**What the task asks:** However many lines the data holds, transcribe them all exactly.

BEGIN Records shown

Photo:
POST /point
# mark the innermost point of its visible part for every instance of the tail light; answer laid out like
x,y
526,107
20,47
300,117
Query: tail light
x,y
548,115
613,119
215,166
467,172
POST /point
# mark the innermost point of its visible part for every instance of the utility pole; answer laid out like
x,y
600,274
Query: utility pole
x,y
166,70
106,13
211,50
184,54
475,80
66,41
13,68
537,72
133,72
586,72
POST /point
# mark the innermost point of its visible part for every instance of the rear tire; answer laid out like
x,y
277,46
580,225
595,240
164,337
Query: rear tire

END Records shown

**Written response:**
Photo:
POST /point
# mark the innermost point of its visible part for every instance of the tail light; answer laid out like
x,y
526,107
20,47
300,117
Query: tail light
x,y
548,115
613,119
215,166
467,172
POST /point
# mark the innermost point of its visible part for every instance of the utility pole; answer laid out like
x,y
600,274
Query: utility pole
x,y
166,70
106,13
211,50
184,54
475,80
66,41
13,68
537,72
133,72
586,72
POST /point
# mark the innermost point of its visible part for every instance of the rear tire; answer laid out like
x,y
277,46
580,225
595,240
164,337
Query: rear tire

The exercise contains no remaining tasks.